━━━━━ Testo estratto
La domanda giusta, ascoltando questo nuovo album dei favolosi Ruby Haunt, è…”Possiamo colpevolizzare Between Heavens per essere tutto quello che ci potremmo aspettare dai Ruby Haunt?” Per me la risposta è no. Io adoro questo sound autunnale, questa cristallizzazione in musica del momento in cui il giorno lascia spazio alla notte, eppure immagino che qualcuno potrebbe anche lamentarsi con Wyatt Ininns e Victor Pakpour per essere stati fin troppo prevedibili, per non aver lavorato maggiormente sull’ innovazione.

Io non la penso così, devo essere sincero, I Ruby Haunt hanno già dato prova di saper cambiare, visto che in passato hanno spostato il loro sound synthetico verso una forma di slowcore molto rurale, ma ora, già con il precedente lavoro sono tornati a quel sound che ha caratterizzato i loro esordi. Mi ripeto, la cosa non mi da fastidio: apprezzo il sound dei Ruby Haunt per il semplice motivo che questa fredda eleganza formale, caratterizzata da un synth-pop malinconico e notturno, è sempre capace di arrivarmi al cuore, generando immediata empatia e quando questo succede io credo che la band abbia raggiunto il suo risultato.

La prima traccia è un biglietto da visita che non ci si crede, forse uno dei brani più belli del duo, in assoluto. Questa tastiera eterea, il piano, la battuta ritmica che entra, il sibilo che sembra planare proprio sopra di noi…roba da pelle d’oca. Ecco cosa intendo. Ecco quello che trovo speciale nei Ruby Haunt. La magia che sanno sprigionare. Che poi in questo disco, a tratti, si adagino su alcuni loro “standard” è vero: la loro scrittura viaggia solida, certo, ma senza alcuna novità, senza rischi, forse un po’ più cupa che in passato…tutto è “molto Ruby Haunt“, eppure continuo a pensare che non sia affatto un problema o un limite, perché chi eccelle in un campo francamente non capisco perché debba spostarsi a fare altro in modo eclatante.
━━━━━━━━━━
━━━━━ Estratti dall'elenco
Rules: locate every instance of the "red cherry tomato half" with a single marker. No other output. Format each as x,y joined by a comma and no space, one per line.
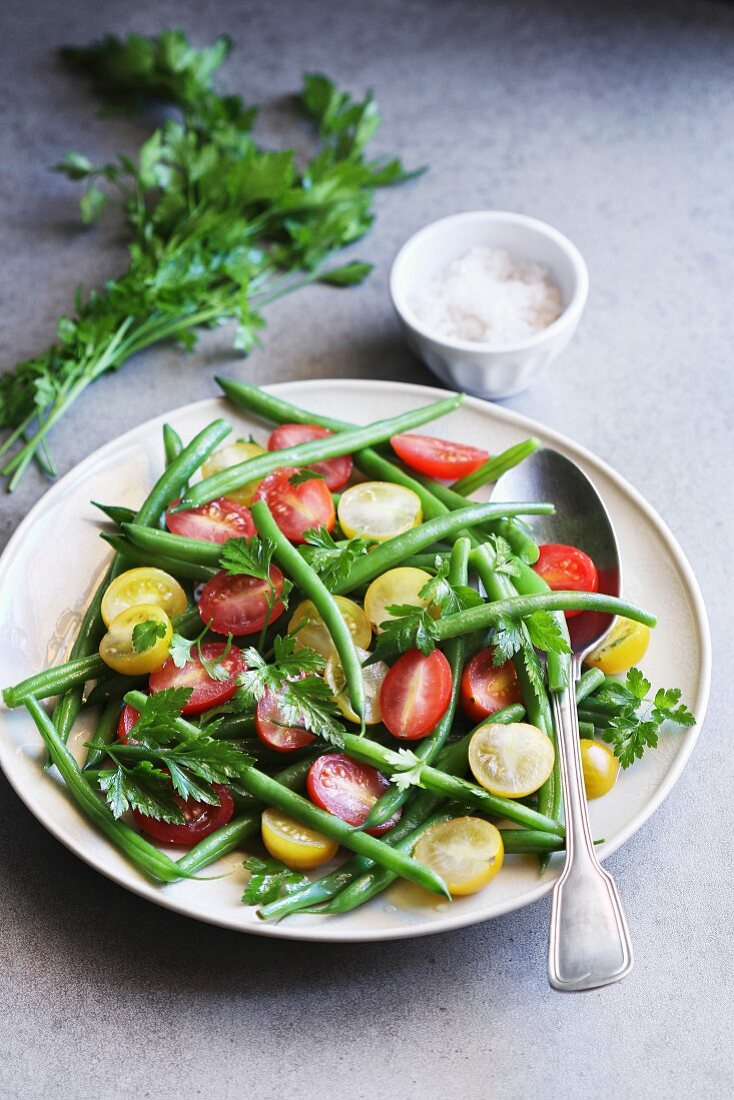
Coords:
348,789
438,458
337,472
200,820
212,523
567,568
239,604
415,694
296,508
273,729
486,689
206,692
128,719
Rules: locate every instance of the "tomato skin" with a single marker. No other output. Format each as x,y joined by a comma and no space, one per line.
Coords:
200,820
128,718
566,568
415,694
271,728
336,472
296,508
239,604
438,458
486,689
216,521
207,692
348,789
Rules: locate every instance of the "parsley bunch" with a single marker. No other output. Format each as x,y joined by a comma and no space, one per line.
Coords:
218,226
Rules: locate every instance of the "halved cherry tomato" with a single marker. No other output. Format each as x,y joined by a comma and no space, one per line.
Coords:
212,523
128,719
486,689
348,789
415,694
336,472
273,729
206,692
240,604
438,458
296,508
567,568
200,820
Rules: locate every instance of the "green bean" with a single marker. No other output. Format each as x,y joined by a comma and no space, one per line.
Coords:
━━━━━━━━━━
**Esercizi**
1 > Stampa la parte della recensione che comincia con le parole "Io non la penso" e si ferma dopo "il suo risultato.".
2 > Riassumi la recensione in due frasi.
3 > Secondo la recensione, verso che cosa i Ruby Haunt avevano spostato in passato il loro sound synthetico?
Per rispondere serve solo la recensione.

**Soluzioni**
1 >
Io non la penso così, devo essere sincero, I Ruby Haunt hanno già dato prova di saper cambiare, visto che in passato hanno spostato il loro sound synthetico verso una forma di slowcore molto rurale, ma ora, già con il precedente lavoro sono tornati a quel sound che ha caratterizzato i loro esordi. Mi ripeto, la cosa non mi da fastidio: apprezzo il sound dei Ruby Haunt per il semplice motivo che questa fredda eleganza formale, caratterizzata da un synth-pop malinconico e notturno, è sempre capace di arrivarmi al cuore, generando immediata empatia e quando questo succede io credo che la band abbia raggiunto il suo risultato.

2 > La recensione sostiene che Between Heavens offre tutto quello che ci si aspetta dai Ruby Haunt, cioè un synth-pop malinconico e notturno, e che questo non è un problema, anche se qualcuno potrebbe trovare il duo troppo prevedibile. Secondo l'autore la prima traccia è forse uno dei brani più belli del duo, e la scrittura del disco è solida ma senza novità né rischi, forse un po' più cupa che in passato.

3 > Verso una forma di slowcore molto rurale.